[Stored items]
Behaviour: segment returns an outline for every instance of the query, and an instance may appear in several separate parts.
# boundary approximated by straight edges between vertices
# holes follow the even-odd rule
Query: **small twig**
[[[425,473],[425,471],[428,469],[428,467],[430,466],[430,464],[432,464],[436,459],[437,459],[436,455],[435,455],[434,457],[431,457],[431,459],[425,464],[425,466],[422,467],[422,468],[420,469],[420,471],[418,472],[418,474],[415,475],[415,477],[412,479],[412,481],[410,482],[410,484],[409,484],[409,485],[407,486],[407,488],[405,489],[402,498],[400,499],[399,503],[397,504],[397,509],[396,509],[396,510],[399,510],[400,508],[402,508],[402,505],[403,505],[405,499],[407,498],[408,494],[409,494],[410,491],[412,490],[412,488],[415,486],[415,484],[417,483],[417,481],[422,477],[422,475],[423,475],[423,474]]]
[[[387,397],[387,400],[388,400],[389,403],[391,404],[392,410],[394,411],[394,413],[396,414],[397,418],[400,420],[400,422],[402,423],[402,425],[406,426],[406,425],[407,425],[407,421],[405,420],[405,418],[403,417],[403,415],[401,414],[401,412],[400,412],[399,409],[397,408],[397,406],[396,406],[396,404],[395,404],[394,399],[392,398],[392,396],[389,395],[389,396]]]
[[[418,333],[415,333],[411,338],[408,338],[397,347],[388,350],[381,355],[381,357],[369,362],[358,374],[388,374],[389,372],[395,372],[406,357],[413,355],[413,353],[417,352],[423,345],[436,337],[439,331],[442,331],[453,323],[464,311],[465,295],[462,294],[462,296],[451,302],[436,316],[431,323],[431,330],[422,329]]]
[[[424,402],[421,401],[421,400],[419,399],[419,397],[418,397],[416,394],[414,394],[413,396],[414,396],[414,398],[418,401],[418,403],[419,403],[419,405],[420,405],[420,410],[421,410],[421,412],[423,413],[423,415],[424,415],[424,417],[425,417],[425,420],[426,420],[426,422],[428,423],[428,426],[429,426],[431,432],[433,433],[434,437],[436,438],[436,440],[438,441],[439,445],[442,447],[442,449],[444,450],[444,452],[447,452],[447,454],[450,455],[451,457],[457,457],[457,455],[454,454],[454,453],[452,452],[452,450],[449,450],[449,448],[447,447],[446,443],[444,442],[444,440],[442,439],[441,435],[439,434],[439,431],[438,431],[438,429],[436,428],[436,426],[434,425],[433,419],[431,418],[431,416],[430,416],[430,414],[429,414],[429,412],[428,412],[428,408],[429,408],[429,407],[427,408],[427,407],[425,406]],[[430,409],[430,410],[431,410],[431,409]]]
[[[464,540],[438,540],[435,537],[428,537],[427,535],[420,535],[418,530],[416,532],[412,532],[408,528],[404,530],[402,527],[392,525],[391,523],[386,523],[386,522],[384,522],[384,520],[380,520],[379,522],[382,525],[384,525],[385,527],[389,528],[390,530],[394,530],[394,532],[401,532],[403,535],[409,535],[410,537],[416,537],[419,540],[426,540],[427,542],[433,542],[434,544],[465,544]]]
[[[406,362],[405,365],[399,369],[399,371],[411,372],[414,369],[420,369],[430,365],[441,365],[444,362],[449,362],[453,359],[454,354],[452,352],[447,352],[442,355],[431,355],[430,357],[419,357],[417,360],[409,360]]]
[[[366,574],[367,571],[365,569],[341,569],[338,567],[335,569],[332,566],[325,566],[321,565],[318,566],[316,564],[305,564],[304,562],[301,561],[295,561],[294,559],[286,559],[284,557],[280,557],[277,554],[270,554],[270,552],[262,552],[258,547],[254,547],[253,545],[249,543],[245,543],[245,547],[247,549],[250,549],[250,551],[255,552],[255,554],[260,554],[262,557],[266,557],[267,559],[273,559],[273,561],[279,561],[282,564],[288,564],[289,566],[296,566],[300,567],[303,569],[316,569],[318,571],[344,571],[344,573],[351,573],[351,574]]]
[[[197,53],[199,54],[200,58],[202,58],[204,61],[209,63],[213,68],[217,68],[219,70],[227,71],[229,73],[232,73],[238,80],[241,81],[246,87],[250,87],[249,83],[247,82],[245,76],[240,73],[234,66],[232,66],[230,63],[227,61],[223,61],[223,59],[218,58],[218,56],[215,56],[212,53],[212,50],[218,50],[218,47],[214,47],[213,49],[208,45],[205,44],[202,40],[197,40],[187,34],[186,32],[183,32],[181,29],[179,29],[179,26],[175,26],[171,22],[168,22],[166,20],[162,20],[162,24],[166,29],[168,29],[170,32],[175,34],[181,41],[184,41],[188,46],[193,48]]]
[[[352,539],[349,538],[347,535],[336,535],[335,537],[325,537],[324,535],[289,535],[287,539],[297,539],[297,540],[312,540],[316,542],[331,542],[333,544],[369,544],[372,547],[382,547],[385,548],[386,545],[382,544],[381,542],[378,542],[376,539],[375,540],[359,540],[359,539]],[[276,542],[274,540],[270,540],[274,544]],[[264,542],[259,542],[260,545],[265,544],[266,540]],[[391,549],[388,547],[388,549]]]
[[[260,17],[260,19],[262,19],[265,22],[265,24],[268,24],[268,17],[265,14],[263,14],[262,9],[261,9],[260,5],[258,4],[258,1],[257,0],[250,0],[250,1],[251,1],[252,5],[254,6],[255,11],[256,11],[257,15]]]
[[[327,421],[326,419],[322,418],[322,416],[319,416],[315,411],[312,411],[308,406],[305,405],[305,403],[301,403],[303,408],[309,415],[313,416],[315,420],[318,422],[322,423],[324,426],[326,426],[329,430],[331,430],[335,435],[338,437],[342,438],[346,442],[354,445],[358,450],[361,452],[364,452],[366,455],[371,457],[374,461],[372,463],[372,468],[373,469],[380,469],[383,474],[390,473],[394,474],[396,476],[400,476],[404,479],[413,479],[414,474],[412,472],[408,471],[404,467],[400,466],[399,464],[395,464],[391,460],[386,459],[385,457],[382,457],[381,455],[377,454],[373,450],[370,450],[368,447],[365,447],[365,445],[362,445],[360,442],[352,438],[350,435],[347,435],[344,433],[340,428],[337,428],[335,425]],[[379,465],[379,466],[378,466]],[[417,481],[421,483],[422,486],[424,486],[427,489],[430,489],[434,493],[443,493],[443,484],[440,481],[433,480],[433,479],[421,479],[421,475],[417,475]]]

▶ [Directions for this task]: Nothing in the records should be left out; write all of them out again exactly.

▶ [The completed task]:
Behaviour: segment returns an outline for every instance of the query, and an instance may appear in several separate parts.
# boundary approximated by straight edges between vertices
# holes follow the even-odd rule
Query: **small twig**
[[[425,473],[425,471],[428,469],[428,467],[430,466],[430,464],[432,464],[436,459],[437,459],[436,455],[435,455],[434,457],[431,457],[431,459],[425,464],[425,466],[422,467],[422,468],[420,469],[420,471],[418,472],[418,474],[415,475],[415,477],[412,479],[412,481],[410,482],[410,484],[409,484],[409,485],[407,486],[407,488],[405,489],[402,498],[400,499],[399,503],[397,504],[397,509],[396,509],[396,510],[399,510],[400,508],[402,508],[402,505],[403,505],[405,499],[407,498],[408,494],[409,494],[410,491],[412,490],[412,488],[415,486],[415,484],[417,483],[417,481],[422,477],[422,475],[423,475],[423,474]]]
[[[387,397],[387,400],[388,400],[389,403],[391,404],[392,410],[394,411],[394,413],[396,414],[397,418],[400,420],[400,422],[402,423],[402,425],[406,426],[406,425],[407,425],[407,421],[405,420],[405,418],[403,417],[403,415],[401,414],[401,412],[400,412],[399,409],[397,408],[397,406],[396,406],[396,404],[395,404],[394,399],[392,398],[392,396],[389,395],[389,396]]]
[[[418,333],[415,333],[411,338],[408,338],[397,347],[388,350],[381,355],[381,357],[369,362],[358,374],[388,374],[389,372],[395,372],[406,357],[413,355],[413,353],[417,352],[423,345],[436,337],[439,331],[442,331],[453,323],[464,311],[465,295],[462,294],[462,296],[451,302],[436,316],[431,323],[431,330],[422,329]]]
[[[424,402],[421,401],[421,400],[419,399],[419,397],[418,397],[416,394],[414,394],[413,396],[414,396],[414,398],[418,401],[418,403],[419,403],[419,405],[420,405],[420,410],[421,410],[421,412],[423,413],[423,415],[424,415],[424,417],[425,417],[425,420],[426,420],[426,422],[428,423],[428,426],[429,426],[431,432],[433,433],[434,437],[436,438],[436,440],[438,441],[439,445],[442,447],[442,449],[444,450],[444,452],[447,452],[447,454],[450,455],[451,457],[457,457],[457,455],[454,454],[454,453],[452,452],[452,450],[449,450],[449,448],[447,447],[446,443],[444,442],[444,440],[442,439],[441,435],[439,434],[439,431],[438,431],[438,429],[436,428],[436,426],[434,425],[433,419],[431,418],[431,416],[430,416],[430,414],[429,414],[429,412],[428,412],[428,408],[429,408],[429,407],[427,408],[427,407],[425,406]],[[430,409],[430,410],[431,410],[431,409]]]
[[[464,540],[438,540],[435,537],[428,537],[427,535],[420,535],[418,530],[416,532],[412,532],[408,528],[404,530],[402,527],[392,525],[391,523],[386,523],[386,522],[384,522],[384,520],[380,520],[379,522],[382,525],[384,525],[385,527],[389,528],[390,530],[394,530],[394,532],[401,532],[403,535],[409,535],[410,537],[416,537],[419,540],[426,540],[427,542],[433,542],[434,544],[465,544]]]
[[[406,362],[405,365],[399,369],[399,371],[411,372],[414,369],[420,369],[430,365],[441,365],[444,362],[449,362],[453,359],[454,354],[452,352],[447,352],[442,355],[431,355],[430,357],[419,357],[417,360],[409,360]]]
[[[366,574],[367,571],[365,569],[341,569],[338,567],[335,569],[332,566],[325,566],[321,565],[318,566],[316,564],[305,564],[304,562],[301,561],[295,561],[294,559],[286,559],[284,557],[280,557],[277,554],[270,554],[270,552],[262,552],[258,547],[254,547],[253,545],[249,543],[245,543],[245,547],[247,549],[250,549],[250,551],[255,552],[255,554],[260,554],[262,557],[266,557],[267,559],[273,559],[273,561],[279,561],[282,564],[288,564],[289,566],[296,566],[300,567],[303,569],[316,569],[318,571],[344,571],[344,573],[351,573],[351,574]]]
[[[197,53],[199,54],[200,58],[202,58],[204,61],[209,63],[213,68],[217,68],[219,70],[227,71],[229,73],[232,73],[238,80],[241,81],[246,87],[250,87],[249,83],[247,82],[245,76],[240,73],[234,66],[232,66],[230,63],[227,61],[223,61],[223,59],[218,58],[218,56],[215,56],[212,53],[212,50],[218,50],[218,47],[214,47],[213,49],[208,45],[205,44],[202,40],[197,40],[187,34],[186,32],[183,32],[181,29],[179,29],[179,26],[175,26],[171,22],[168,22],[166,20],[162,20],[162,24],[166,29],[168,29],[170,32],[175,34],[181,41],[184,41],[188,46],[193,48]]]
[[[352,539],[349,538],[347,535],[336,535],[335,537],[325,537],[324,535],[289,535],[287,539],[297,539],[297,540],[312,540],[316,542],[331,542],[333,544],[369,544],[372,547],[382,547],[385,548],[386,545],[382,544],[381,542],[378,542],[376,539],[375,540],[359,540],[359,539]],[[276,542],[274,540],[270,540],[274,544]],[[264,542],[259,542],[260,545],[265,544],[266,540]],[[391,549],[388,547],[388,549]]]
[[[260,17],[260,19],[262,19],[265,22],[265,24],[268,24],[268,17],[265,14],[263,14],[262,9],[261,9],[260,5],[258,4],[258,1],[257,0],[250,0],[250,1],[251,1],[252,5],[254,6],[255,11],[256,11],[257,15]]]
[[[327,421],[326,419],[322,418],[322,416],[319,416],[315,411],[312,411],[308,406],[305,405],[305,403],[301,403],[303,408],[309,415],[313,416],[315,420],[318,422],[322,423],[324,426],[326,426],[329,430],[331,430],[335,435],[338,437],[342,438],[346,442],[354,445],[358,450],[361,452],[364,452],[366,455],[371,457],[374,461],[372,463],[372,468],[373,469],[380,469],[383,474],[390,473],[394,474],[396,476],[400,476],[404,479],[413,479],[414,474],[412,472],[408,471],[404,467],[400,466],[399,464],[395,464],[391,460],[386,459],[385,457],[382,457],[381,455],[377,454],[373,450],[370,450],[368,447],[365,447],[365,445],[362,445],[360,442],[352,438],[350,435],[347,435],[344,433],[340,428],[337,428],[335,425]],[[379,465],[379,466],[378,466]],[[417,481],[421,483],[422,486],[424,486],[427,489],[430,489],[434,493],[443,493],[443,484],[440,481],[433,480],[433,479],[421,479],[421,475],[417,475]]]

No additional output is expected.